--- THE TASK ---
Rewrite the material from the line containing "Dataset curation — class: black" through the line containing "313 220 417 237", keeping the request lines and multiplying each box coordinate by 1.2, rounded to a whole number with halves going up. Leave every other line, including the format lines, unchanged.

--- GIVEN DATA ---

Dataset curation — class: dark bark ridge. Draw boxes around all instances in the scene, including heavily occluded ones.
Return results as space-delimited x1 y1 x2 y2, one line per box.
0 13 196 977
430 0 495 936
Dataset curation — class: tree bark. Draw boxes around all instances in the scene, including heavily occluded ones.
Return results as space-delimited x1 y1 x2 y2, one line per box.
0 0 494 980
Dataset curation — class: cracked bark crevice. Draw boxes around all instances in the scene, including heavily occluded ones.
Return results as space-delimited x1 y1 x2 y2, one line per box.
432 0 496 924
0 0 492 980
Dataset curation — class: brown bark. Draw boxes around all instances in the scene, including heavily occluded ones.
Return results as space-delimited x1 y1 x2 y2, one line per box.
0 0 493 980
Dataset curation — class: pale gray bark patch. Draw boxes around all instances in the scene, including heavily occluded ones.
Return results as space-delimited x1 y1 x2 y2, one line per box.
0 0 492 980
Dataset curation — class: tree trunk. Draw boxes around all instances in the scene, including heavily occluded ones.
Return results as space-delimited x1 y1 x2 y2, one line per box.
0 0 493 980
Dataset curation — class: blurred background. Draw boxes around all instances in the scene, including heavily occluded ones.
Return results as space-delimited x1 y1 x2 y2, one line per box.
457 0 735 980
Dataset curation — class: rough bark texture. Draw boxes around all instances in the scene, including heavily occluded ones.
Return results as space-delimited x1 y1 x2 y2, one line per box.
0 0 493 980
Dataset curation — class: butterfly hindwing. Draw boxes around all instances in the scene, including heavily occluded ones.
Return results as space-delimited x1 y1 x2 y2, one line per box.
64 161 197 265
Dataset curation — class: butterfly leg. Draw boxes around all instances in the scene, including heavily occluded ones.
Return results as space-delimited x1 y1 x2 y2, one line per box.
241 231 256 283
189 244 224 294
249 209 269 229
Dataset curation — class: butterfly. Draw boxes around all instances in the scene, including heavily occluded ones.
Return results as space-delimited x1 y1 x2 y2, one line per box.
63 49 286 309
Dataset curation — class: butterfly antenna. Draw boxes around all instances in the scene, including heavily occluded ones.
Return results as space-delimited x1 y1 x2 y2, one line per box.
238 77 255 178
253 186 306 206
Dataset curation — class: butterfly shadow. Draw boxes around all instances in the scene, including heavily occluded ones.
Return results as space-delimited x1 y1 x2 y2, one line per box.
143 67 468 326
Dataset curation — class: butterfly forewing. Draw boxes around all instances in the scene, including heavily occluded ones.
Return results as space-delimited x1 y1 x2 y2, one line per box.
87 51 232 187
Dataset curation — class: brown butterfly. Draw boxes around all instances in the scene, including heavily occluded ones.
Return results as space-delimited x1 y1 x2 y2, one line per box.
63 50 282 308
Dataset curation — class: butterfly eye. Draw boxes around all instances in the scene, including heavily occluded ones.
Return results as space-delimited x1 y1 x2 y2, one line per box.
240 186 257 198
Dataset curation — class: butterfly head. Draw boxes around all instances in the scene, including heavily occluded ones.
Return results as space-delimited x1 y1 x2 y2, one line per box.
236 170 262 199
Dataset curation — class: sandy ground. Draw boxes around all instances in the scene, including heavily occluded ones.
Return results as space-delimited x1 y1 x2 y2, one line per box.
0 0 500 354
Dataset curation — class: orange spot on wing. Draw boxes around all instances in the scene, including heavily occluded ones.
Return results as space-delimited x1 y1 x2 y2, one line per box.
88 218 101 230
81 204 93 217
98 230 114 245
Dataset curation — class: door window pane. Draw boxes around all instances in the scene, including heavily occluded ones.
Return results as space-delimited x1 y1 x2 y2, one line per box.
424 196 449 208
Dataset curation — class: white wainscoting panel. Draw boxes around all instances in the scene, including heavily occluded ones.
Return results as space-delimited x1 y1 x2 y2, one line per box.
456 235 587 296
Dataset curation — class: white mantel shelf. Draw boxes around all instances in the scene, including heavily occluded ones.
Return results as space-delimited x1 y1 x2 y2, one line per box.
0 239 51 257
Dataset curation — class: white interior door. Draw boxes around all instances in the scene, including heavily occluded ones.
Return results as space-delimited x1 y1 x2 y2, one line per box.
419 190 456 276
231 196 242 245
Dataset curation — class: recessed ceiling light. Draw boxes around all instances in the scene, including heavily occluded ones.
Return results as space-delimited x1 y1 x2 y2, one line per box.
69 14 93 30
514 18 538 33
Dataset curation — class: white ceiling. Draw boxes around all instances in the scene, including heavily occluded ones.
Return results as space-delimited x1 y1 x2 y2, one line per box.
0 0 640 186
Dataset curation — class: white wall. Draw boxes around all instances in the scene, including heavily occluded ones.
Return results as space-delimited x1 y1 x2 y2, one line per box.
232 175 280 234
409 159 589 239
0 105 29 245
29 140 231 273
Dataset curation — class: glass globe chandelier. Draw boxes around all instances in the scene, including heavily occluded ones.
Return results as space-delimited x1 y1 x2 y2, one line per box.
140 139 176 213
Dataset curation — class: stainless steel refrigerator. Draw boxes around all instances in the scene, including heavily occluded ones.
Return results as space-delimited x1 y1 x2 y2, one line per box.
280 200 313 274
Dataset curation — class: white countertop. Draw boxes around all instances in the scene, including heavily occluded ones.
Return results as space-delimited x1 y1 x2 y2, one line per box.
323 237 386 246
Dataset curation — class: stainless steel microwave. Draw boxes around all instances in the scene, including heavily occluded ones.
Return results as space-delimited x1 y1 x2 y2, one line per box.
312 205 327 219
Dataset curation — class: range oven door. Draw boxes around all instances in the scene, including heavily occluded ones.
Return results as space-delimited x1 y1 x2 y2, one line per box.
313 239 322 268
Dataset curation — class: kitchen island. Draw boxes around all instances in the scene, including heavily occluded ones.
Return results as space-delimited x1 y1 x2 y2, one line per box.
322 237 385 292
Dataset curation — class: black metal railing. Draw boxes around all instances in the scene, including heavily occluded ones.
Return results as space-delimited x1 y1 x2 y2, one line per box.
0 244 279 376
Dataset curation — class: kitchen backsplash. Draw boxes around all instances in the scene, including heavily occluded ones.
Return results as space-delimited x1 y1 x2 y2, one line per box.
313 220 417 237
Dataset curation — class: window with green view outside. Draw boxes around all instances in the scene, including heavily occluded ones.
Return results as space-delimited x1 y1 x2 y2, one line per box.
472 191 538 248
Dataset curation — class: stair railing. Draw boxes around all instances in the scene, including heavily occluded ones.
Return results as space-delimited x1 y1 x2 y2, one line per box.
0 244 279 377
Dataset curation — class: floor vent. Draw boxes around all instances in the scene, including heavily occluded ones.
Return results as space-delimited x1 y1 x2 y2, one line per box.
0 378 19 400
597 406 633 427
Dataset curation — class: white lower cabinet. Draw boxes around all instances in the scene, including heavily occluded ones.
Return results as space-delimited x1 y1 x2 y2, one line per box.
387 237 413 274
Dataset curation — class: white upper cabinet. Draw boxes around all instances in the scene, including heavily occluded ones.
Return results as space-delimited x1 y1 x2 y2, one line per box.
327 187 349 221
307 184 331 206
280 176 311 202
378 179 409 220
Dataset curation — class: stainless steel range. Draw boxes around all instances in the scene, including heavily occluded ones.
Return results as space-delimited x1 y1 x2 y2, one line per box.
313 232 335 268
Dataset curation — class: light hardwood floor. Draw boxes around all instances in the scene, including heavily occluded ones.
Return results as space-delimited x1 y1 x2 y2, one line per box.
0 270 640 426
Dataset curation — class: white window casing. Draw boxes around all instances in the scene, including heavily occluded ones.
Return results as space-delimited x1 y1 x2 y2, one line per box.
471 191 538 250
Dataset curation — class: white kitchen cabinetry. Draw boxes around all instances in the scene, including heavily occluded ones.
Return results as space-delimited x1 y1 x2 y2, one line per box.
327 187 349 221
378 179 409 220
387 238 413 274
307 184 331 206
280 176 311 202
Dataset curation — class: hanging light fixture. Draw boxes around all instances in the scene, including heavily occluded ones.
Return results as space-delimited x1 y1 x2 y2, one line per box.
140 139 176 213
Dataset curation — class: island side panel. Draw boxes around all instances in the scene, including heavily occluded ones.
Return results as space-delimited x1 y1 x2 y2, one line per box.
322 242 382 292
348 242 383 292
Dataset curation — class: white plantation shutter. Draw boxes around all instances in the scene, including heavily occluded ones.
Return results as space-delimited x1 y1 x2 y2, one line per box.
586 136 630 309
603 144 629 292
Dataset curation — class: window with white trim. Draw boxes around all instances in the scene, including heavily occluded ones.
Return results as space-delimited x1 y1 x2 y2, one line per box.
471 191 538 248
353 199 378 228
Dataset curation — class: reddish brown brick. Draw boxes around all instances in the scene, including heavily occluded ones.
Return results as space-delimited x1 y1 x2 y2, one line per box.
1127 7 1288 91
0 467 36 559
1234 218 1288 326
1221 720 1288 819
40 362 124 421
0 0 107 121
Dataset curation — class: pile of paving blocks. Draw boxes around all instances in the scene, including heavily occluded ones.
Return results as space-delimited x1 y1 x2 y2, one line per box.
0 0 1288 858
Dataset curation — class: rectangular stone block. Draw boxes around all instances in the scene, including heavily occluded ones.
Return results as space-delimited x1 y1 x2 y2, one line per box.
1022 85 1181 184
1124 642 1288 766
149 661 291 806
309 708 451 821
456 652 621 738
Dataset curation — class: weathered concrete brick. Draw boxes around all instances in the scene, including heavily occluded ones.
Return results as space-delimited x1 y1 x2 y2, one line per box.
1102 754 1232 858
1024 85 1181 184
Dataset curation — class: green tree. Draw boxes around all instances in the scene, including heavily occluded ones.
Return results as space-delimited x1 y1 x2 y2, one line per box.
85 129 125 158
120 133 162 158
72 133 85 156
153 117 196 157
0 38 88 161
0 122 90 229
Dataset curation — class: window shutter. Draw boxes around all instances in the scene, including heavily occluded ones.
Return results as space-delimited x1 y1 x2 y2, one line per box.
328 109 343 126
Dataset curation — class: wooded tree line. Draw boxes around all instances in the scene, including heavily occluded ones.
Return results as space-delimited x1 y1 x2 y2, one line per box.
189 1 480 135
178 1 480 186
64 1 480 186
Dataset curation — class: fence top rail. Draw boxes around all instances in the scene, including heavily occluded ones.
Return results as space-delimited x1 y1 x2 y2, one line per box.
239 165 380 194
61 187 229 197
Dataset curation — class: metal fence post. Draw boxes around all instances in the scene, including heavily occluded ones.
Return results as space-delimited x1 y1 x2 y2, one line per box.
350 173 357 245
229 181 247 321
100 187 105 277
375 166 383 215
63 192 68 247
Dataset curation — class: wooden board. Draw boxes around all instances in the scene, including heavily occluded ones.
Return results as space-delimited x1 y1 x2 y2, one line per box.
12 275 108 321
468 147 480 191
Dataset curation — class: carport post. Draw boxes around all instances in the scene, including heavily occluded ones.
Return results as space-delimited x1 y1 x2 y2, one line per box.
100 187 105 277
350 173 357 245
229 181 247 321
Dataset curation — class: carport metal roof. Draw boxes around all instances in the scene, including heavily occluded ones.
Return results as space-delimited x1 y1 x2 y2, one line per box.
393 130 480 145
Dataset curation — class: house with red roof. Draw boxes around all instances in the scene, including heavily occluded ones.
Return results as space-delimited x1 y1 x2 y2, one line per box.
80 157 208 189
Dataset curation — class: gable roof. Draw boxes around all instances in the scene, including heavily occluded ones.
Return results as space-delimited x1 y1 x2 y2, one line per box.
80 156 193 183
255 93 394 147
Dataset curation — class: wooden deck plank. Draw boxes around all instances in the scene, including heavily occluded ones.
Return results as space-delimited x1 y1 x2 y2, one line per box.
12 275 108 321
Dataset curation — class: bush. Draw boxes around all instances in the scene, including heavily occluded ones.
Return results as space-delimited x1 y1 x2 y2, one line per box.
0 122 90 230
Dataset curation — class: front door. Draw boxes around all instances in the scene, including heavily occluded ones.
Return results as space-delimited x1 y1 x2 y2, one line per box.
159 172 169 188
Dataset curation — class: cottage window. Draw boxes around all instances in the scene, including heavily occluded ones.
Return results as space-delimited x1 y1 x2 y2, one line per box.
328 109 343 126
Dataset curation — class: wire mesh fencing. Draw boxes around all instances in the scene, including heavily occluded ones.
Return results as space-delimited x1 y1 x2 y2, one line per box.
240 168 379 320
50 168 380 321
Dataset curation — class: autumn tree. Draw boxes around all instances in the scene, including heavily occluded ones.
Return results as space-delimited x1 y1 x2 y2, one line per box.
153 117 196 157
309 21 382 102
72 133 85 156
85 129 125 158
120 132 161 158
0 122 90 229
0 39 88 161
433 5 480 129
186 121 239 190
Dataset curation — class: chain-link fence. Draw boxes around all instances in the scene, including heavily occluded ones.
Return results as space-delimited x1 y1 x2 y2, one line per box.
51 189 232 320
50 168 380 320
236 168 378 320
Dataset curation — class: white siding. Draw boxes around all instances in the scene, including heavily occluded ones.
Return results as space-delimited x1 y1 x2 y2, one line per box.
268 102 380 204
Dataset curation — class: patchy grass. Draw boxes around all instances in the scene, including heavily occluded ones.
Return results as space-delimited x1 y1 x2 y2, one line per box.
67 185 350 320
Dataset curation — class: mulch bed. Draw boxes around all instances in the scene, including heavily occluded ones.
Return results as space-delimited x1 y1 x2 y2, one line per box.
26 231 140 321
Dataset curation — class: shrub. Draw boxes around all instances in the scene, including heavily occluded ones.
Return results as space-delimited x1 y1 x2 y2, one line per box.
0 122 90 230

--- EXERCISE ANSWER ---
Dataset curation — class: black metal railing. Draw boxes around all instances in the scene, including heavily occluded ones.
Return results as space-delimited x1 y1 x2 y2, one line per box.
0 293 335 451
Dataset curation — class: kitchen backsplash. Draw boxes around all instances in the scene, including heavily occluded ones.
Return results as space-delimited x1 y1 x2 y2, one line per box.
376 264 500 284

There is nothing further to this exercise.